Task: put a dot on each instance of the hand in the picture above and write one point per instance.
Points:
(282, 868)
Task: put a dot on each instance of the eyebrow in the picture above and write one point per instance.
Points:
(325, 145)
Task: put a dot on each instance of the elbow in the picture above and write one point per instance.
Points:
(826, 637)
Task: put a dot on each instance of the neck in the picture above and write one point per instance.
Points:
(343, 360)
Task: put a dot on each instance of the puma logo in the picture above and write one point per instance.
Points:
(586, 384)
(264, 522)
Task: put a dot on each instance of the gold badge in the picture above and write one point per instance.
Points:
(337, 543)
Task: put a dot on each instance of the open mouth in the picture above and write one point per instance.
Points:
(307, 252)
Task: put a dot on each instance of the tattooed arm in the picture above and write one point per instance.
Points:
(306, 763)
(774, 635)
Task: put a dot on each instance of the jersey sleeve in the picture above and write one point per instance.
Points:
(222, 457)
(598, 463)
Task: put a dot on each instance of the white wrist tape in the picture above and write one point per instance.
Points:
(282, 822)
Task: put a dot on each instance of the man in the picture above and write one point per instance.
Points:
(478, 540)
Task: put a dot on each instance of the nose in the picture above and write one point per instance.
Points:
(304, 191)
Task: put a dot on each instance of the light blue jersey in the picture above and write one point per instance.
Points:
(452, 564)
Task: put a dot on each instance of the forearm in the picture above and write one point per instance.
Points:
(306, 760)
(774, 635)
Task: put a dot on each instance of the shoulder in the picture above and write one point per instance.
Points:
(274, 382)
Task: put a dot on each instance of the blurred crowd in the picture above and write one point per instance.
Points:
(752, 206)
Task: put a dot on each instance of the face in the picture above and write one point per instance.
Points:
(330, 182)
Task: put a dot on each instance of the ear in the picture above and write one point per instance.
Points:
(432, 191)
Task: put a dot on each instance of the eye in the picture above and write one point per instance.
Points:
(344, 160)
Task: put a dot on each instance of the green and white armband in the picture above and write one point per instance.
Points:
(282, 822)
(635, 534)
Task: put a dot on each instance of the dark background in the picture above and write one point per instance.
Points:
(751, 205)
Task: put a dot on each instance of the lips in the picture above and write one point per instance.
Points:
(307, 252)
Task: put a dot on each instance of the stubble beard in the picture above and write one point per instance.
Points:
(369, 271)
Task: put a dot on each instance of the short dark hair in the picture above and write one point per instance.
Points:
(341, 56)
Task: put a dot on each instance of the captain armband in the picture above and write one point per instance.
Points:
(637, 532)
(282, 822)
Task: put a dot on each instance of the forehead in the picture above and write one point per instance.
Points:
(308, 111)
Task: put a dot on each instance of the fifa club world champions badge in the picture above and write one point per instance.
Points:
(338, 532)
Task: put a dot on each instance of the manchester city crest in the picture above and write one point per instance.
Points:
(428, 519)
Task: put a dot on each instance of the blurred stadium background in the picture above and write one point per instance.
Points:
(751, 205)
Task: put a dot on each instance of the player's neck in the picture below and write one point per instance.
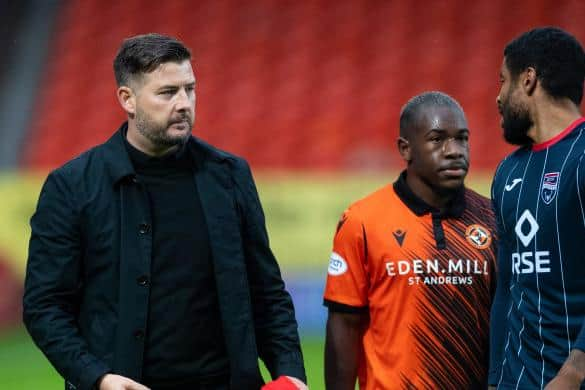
-------------------------
» PROBLEM REQUIREMENTS:
With the pictures left out, output the lines from the one containing "Task: put a dot on each instance of the manchester" through the last line of the records above, exactly as they are.

» THE COMPLETED TASK:
Task: put a dot on each instance of the manchester city crest in the picture above and write one point per instance.
Points:
(428, 519)
Task: put a dot on each instance of the blurred stadium background in the picture above and write one point per instance.
Points:
(751, 205)
Task: put a dot on each instance of the player's neck in the picture below and write one point per instance.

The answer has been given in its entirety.